» **Written exercise A**: From the article on the Catholic Church in Korea, extract the passage starting with "The Catholic hierarchy in Korea" and going on through "and South Korea.", copying it word for word.
» **Written exercise B**: Write what comes next in the article on the Catholic Church in Korea, picking up after its final sentence.

= Catholic Church in Korea =

Catholic hierarchy in Korea.

The Catholic Church in Korea is part of the worldwide Catholic Church, under the spiritual leadership of the Bishop of Rome (the Pope).

The Catholic Church in Korea originated from contact with the Western world. Trade and the exchange of ideas, primarily beginning in the 18th century, between the Korean peninsula and Europe resulted in the proliferation of books on Catholic teachings, and the spread of Western knowledge. The Catholic Church faced severe persecution under the Joseon Dynasty due to the threat that this newly introduced faith posed against the Confucian-based social and political order. Many major events contributed to the spread of the Catholicism in Korea. The history of Korea following its introduction also had a significant impact upon how it spread, between that of the north and the south, and how these differences still resonate in the modern-day.

The Catholic hierarchy in Korea has never been divided between the South and North, in the same manner as the Catholic hierarchy in Germany was never divided between East and West between the artificially created borders. For example, some parts of the territory of the archdiocese of Seoul are located in North Korea. Nevertheless, since the political division of Korea in 1945, Catholicism has had a different development in North and South Korea.

==North Korea==

North Korea is officially an atheist state and does not have diplomatic relations with the Holy See. The Catholic hierarchy has been inactive there for decades (i.e. since the Korean War), and there are no active Catholic churches in the country.

The only territorial abbey outside of Europe and one of only 11 remaining territorial abbeys is the Territorial Abbey of Tokwon, located near Wonsan in North Korea. The persecution of Christians in North Korea since 1949 has made any activity in the abbacy impossible. However, the Territorial Abbacy of Tokwon is formally still kept as one of the few remaining territorial abbeys within the Catholic Church.

==South Korea==

About 11% of the population of South Korea (roughly 5.8 million) are Catholics, with about 1,734 parishes and 5,360 priests as of 2017. By proportion of a national population and by raw number of adherents, South Korea ranks among the most strongly Catholic countries in Asia after the Philippines and East Timor.

==Origin of the Catholic Church in Korea==
Notable numbers of Europeans first established disparate contact with Eastern Asia in the 16th century. Catholic missionaries in China gave to Korean officials and ambassadors a variety of literature and other items, including an early world atlas, Christian scriptures, and scientific writings; these officials brought with them to Korea these gifts, and exposed the Korean court for the first time to Christian ideas.

» **Provided records**:
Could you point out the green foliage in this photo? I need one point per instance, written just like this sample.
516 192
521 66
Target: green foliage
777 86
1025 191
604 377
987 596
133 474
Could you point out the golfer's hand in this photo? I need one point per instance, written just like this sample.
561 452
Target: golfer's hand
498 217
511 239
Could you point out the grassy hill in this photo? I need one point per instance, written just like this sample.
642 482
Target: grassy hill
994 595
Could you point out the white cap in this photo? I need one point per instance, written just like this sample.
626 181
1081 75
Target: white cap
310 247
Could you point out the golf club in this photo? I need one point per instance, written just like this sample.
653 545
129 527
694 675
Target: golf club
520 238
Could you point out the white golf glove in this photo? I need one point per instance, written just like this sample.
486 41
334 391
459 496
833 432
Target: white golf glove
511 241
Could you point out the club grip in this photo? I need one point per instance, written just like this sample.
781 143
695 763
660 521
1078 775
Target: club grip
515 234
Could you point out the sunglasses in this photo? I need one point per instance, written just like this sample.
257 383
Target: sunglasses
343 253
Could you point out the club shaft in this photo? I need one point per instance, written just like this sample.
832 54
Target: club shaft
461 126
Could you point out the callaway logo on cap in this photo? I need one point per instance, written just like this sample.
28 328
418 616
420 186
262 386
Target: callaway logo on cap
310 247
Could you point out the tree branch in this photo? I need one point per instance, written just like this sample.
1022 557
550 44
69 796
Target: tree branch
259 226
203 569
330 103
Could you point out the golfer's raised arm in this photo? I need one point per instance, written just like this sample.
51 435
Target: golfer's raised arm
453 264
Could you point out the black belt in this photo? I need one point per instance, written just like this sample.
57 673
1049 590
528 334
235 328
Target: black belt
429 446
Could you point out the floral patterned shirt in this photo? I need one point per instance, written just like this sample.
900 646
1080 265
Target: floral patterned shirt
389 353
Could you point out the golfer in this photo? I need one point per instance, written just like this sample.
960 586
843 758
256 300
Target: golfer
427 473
---
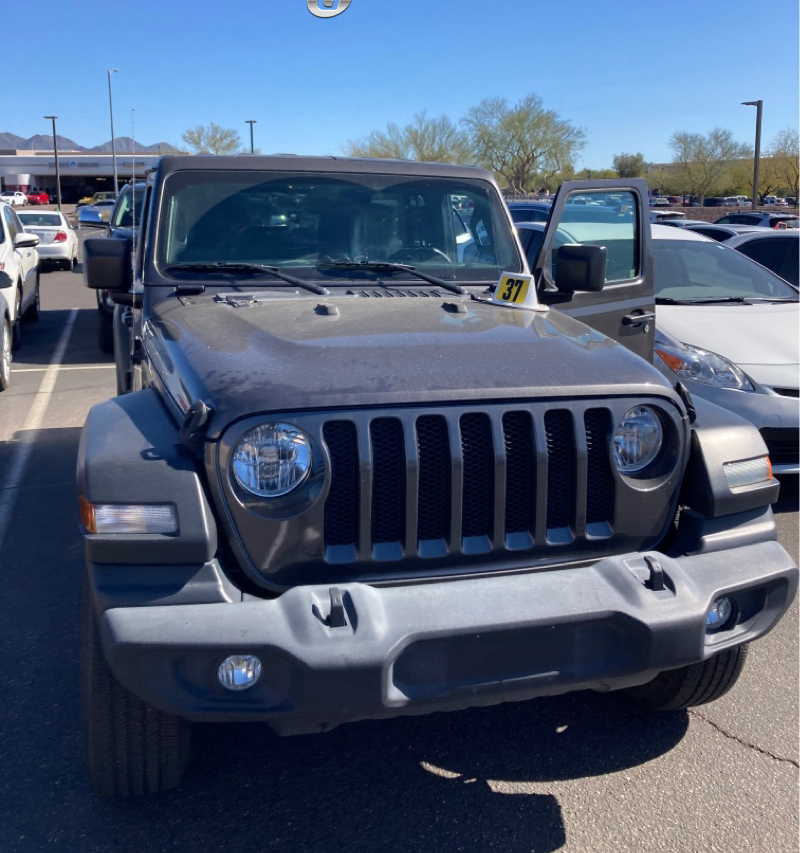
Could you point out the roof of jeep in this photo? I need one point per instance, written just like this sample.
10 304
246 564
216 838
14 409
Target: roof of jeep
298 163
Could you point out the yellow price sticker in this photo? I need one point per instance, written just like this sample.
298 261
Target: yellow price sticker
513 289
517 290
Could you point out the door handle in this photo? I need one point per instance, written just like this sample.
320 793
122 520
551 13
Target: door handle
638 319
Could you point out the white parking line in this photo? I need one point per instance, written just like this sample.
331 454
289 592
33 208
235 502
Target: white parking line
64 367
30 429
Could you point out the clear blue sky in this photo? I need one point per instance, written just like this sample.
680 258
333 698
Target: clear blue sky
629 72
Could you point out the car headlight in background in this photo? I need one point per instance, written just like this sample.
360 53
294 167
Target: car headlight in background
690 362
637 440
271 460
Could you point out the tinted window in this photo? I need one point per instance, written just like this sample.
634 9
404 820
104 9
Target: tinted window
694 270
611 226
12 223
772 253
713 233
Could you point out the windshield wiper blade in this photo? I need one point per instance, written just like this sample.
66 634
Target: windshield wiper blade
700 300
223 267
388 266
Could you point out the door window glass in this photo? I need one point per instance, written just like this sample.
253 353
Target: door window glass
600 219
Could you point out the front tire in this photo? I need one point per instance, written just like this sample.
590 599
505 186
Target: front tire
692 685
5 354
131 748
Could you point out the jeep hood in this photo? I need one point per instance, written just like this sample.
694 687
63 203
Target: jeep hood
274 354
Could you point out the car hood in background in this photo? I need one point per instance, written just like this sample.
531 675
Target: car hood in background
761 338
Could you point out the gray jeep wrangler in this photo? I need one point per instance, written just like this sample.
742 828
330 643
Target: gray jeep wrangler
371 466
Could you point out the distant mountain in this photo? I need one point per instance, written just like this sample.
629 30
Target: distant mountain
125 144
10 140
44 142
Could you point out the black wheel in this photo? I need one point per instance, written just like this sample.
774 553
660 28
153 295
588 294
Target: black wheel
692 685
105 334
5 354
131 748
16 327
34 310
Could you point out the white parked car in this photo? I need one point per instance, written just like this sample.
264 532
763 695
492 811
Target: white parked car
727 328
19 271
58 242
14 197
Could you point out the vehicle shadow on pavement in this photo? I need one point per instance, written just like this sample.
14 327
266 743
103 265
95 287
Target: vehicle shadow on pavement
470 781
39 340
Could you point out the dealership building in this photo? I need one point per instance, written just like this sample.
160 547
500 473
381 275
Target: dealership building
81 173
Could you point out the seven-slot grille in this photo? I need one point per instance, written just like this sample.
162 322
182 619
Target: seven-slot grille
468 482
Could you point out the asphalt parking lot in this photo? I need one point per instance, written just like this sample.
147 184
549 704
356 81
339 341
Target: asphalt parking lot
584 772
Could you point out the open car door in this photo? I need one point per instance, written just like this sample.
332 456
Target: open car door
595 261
---
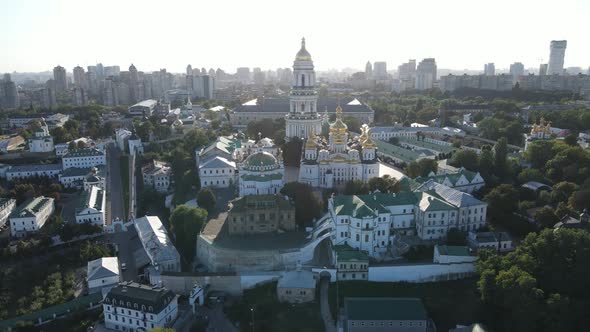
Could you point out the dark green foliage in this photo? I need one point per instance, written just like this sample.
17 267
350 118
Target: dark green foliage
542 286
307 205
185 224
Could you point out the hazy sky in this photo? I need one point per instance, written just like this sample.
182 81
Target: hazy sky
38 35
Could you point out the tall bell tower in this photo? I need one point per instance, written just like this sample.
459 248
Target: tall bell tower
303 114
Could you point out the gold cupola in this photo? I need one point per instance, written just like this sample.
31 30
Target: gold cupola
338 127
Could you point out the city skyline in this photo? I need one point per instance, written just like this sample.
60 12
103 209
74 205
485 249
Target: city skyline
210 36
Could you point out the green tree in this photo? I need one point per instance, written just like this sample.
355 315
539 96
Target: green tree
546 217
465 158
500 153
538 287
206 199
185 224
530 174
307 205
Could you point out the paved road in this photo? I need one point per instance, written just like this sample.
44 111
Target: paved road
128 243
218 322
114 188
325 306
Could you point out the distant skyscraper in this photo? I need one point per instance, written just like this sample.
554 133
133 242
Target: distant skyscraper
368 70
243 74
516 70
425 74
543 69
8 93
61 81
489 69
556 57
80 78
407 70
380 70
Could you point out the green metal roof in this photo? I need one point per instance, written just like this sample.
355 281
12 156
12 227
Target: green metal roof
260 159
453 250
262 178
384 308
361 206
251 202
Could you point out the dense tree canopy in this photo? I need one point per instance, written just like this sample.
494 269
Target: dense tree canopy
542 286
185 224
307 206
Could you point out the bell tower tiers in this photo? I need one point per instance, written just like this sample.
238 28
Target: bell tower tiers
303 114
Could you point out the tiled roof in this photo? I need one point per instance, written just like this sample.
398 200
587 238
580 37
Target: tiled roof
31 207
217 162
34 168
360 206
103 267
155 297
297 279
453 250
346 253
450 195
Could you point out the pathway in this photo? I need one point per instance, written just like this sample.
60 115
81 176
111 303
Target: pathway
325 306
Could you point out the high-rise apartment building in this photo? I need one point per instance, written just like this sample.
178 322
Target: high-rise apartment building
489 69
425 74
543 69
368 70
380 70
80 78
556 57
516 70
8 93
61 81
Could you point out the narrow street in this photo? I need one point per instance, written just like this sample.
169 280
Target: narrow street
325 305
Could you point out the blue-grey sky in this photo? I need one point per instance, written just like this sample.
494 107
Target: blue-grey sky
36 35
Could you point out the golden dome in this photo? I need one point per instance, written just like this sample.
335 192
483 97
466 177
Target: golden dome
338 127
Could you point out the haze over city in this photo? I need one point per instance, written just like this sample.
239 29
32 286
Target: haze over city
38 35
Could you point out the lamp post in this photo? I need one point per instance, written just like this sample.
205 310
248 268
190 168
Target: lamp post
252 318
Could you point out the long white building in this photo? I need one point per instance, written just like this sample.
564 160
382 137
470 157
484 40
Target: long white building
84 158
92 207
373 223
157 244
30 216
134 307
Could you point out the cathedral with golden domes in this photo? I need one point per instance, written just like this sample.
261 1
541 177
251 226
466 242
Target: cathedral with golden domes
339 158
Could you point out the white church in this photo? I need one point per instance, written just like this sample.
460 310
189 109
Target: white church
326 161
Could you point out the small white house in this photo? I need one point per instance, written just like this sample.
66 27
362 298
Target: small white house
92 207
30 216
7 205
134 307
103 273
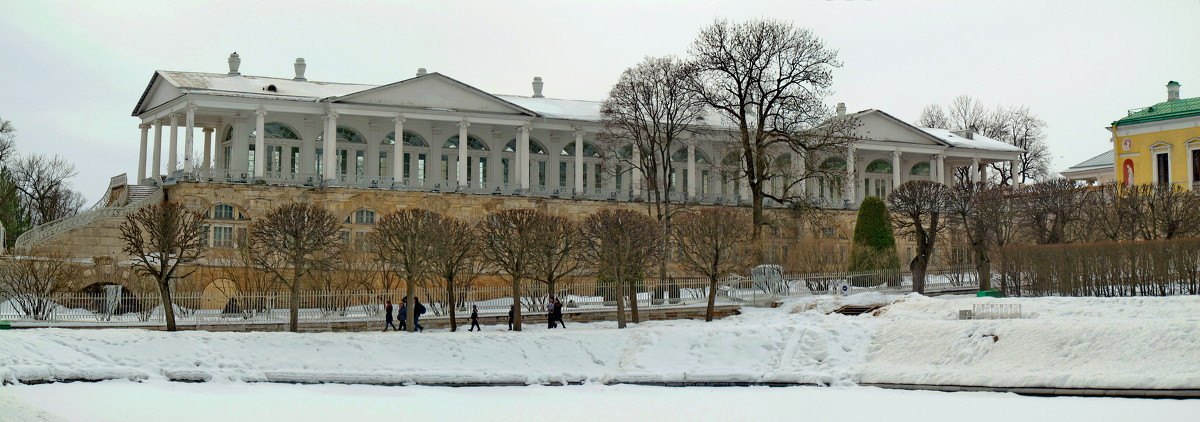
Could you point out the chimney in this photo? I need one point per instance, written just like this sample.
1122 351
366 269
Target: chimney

» **Exercise result A**:
The Catholic hierarchy in Korea has never been divided between the South and North, in the same manner as the Catholic hierarchy in Germany was never divided between East and West between the artificially created borders. For example, some parts of the territory of the archdiocese of Seoul are located in North Korea. Nevertheless, since the political division of Korea in 1945, Catholicism has had a different development in North and South Korea.

» **Exercise result B**:
In the late 18th century, a small group of Korean intellectuals and scholars (known as silhak) were exposed to Catholicism through Western books and Chinese translations. The growing influx of Western knowledge into Korea facilitated these early encounters with Catholic teachings. As a result, some scholars began to embrace the new faith and lay the groundwork for establishing Catholicism in Korea. These scholars converted prior to the arrival of Catholic missionaries to the country, and relied upon the fragments of Christian literature they already possessed to guide them during this time.
The pivotal event in the early development of the Church in Korea occurred when Yi Seung-hun, a Korean diplomat, traveled to Beijing in 1784. During his stay, he encountered Catholicism for the first time, and was baptized, taking the name Peter. Upon returning to Korea, he brought back Catholic books and religious materials, which he shared with friends and associates. This marked the beginning of a small, albeit significant, Catholic community in Korea.

==Persecution of Catholics before 1866==
In the decades that followed the introduction of Catholicism to Korea, the Catholic Church faced severe persecution under the Joseon Dynasty. The primary reason for this persecution was the perceived threat of Catholic teachings to the existing Confucian-based social and political order. The Catholic faith, emphasizing loyalty to God above earthly authorities, was seen as subversive, potentially destabilizing the established hierarchy.
The first official record of persecution against Catholics dates back to 1801 when Siméon-François Berneux, a French Catholic priest, was arrested and expelled from the country. Over the years, the number of converts and the intensity of the persecution grew. The government issued several edicts banning Catholicism and subjected known adherents to torture and execution. Despite the risks, the Catholic community grew clandestinely, and many Korean Catholics died as martyrs for their faith during this period.

==Major event affecting the spread of the Catholic Church in Korea==
One of the most critical events that significantly affected the spread of the Catholic Church in Korea was the Catholic Persecution of 1866, also known as the Byeongin Persecution. Fears of foreign intervention triggered this persecution, as Catholicism was associated with Western countries, particularly France. The prevailing anti-foreign sentiment further fueled the hostility towards Catholics, making them easy targets of persecution.
The Byeongin Persecution was characterized by widespread violence and brutal suppression of the Catholic community. Thousands of Korean Catholics, including clergy and laity, were killed during this period. Among the notable figures who suffered martyrdom during the persecution were French bishop Siméon-François Berneux and Korean lay leader Paul Yun Ji-Chung.
Despite the immense challenges faced by the Catholic Church during this time, the persecution did not crush the faith of Korean Catholics. Instead, it further strengthened their resolve, and the sacrifice of the martyrs became a source of inspiration for future generations of believers.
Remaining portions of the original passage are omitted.